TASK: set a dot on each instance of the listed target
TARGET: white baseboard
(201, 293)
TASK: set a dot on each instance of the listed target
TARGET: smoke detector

TASK OBJECTIVE:
Repeat the whole listing verbatim.

RESPONSE AREA:
TASK: set a dot on each instance of the listed target
TARGET: white baseboard
(201, 293)
TASK: set a dot on each instance of the listed target
TARGET: smoke detector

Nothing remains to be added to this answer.